Request A — Repeat the passage of the piece on banking culture from "Not even the" up to and including "the banking system?", swapping "behaviour" for "conduct".
Request B — According to the piece on banking culture, which 2012 revelations belong to the same line of market-based abuses as the foreign exchange scandal?

Document extract —
St Paul's Institute

Mutual Dependence - Banking Culture and Individual Behaviour (Part I)

by Seth Thomas

Posted: 20 Jan 2015

December 2014


Not even the recent near-death experience of the global financial system seems to have changed the behaviour of some individuals working in the financial markets. How do we change banking culture and when are we going to truly put individual behaviour at the centre of restoring trust in the banking system?

The recent foreign exchange scandal takes its place in a long line of other market-based abuses including 2012 revelations about Libor rate fixing. However, what is particularly disturbing is these recent problems occurred in the years following the financial crisis and at firms which had received direct - or systemic - support from taxpayers. In other words, these traders repaid society for saving their institutions and jobs, by manipulating the public markets for personal gain. Their actions spoke of individuals who understood little about personal responsibility, trust and professional behaviour. But it also spoke of wider problems in financial institutions centred on poor cultural practices.

Records —
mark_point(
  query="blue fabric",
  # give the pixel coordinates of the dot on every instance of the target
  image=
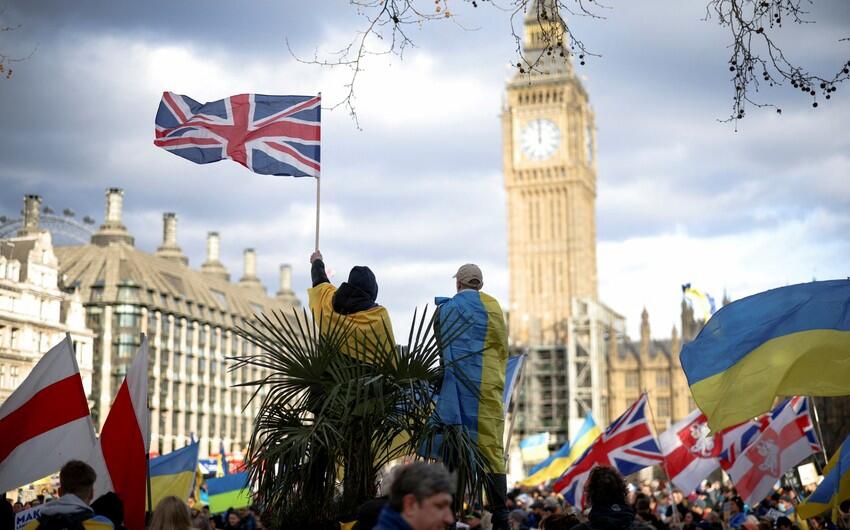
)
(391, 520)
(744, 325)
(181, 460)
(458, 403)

==

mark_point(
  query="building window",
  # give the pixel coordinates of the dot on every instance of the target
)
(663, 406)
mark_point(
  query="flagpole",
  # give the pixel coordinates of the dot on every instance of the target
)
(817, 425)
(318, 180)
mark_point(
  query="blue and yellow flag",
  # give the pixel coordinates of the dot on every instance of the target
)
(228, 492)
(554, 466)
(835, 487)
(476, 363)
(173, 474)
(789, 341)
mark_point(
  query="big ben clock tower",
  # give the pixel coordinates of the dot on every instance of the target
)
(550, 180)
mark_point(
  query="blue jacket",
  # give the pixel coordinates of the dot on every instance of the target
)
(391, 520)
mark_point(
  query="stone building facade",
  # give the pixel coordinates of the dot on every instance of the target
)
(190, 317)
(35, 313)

--

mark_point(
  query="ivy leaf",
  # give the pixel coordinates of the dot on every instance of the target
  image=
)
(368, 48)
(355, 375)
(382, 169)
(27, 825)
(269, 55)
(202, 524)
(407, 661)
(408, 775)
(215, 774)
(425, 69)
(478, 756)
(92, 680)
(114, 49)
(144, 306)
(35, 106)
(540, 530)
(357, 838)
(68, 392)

Exercise answer A —
Not even the recent near-death experience of the global financial system seems to have changed the conduct of some individuals working in the financial markets. How do we change banking culture and when are we going to truly put individual conduct at the centre of restoring trust in the banking system?

Exercise answer B — The 2012 revelations about Libor rate fixing.